━━ Selection ━━

Shannon had a vision to enable outdoor learning at Salmon Arm West, a vision that was shared by fellow teacher Sharon Langlois, who has been spearheading this tribute.

“When she came here, we were talking about making a little place behind the school where we could hang tarps and use bales of hay for benches, it was nothing to the scale of what this will be… but I think she would be thrilled,” Langlois says.

Related: Column: Why outdoor learning?

Shannon’s husband, Troy, and children, Jared and Jennifer, were surprised to hear of the memorial project, and feel deeply honoured by the tribute.

“It means a great deal to us, we want to jump on board right now and help make this a reality. We are going to be with it the whole way until this goal is met, until this thing is finished. We are committed to this and it means a lot to us,” Troy says.

Both of Shannon’s children have become teachers themselves; Jennifer currently teaches in the district and Jared has plans to do the same. They fondly remember their mother’s passion for education, and the lasting impact she made on her students.

“Growing up, all of my friends said she was their favourite teacher. I used to think they were just saying it to be nice, but as I got older I saw just how much people loved her,” Jared says.

Shannon taught for many years at Bastion Elementary, before making the move to Salmon Arm West four years ago. She immediately received a warm welcome, gaining the affectionate nickname Auntie Sharp.

━━━

Reproduce word for word the stretch of the outdoor learning tribute article that opens with the words "Related: Column: Why" and closes with "on her students.".

━━ Dataset extract ━━

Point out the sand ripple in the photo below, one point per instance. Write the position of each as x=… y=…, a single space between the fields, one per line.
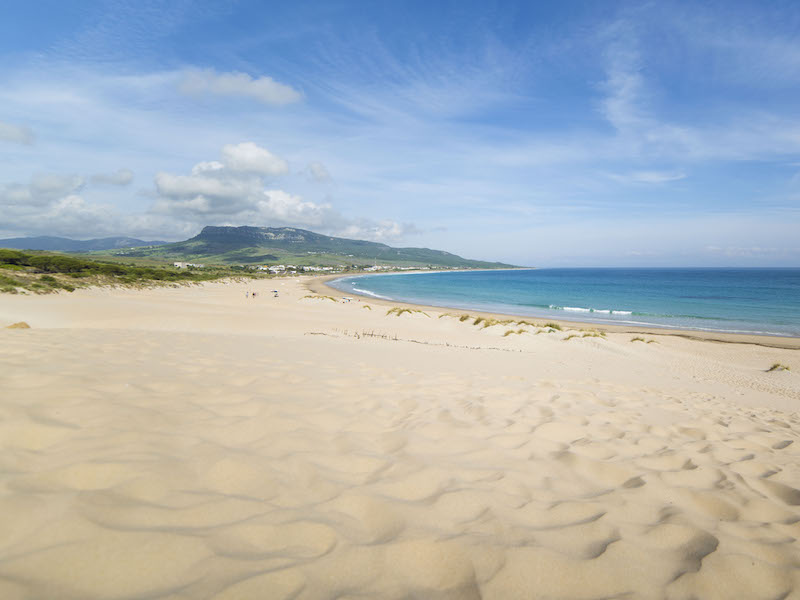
x=200 y=466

━━━

* **Written solution**:
Related: Column: Why outdoor learning?

Shannon’s husband, Troy, and children, Jared and Jennifer, were surprised to hear of the memorial project, and feel deeply honoured by the tribute.

“It means a great deal to us, we want to jump on board right now and help make this a reality. We are going to be with it the whole way until this goal is met, until this thing is finished. We are committed to this and it means a lot to us,” Troy says.

Both of Shannon’s children have become teachers themselves; Jennifer currently teaches in the district and Jared has plans to do the same. They fondly remember their mother’s passion for education, and the lasting impact she made on her students.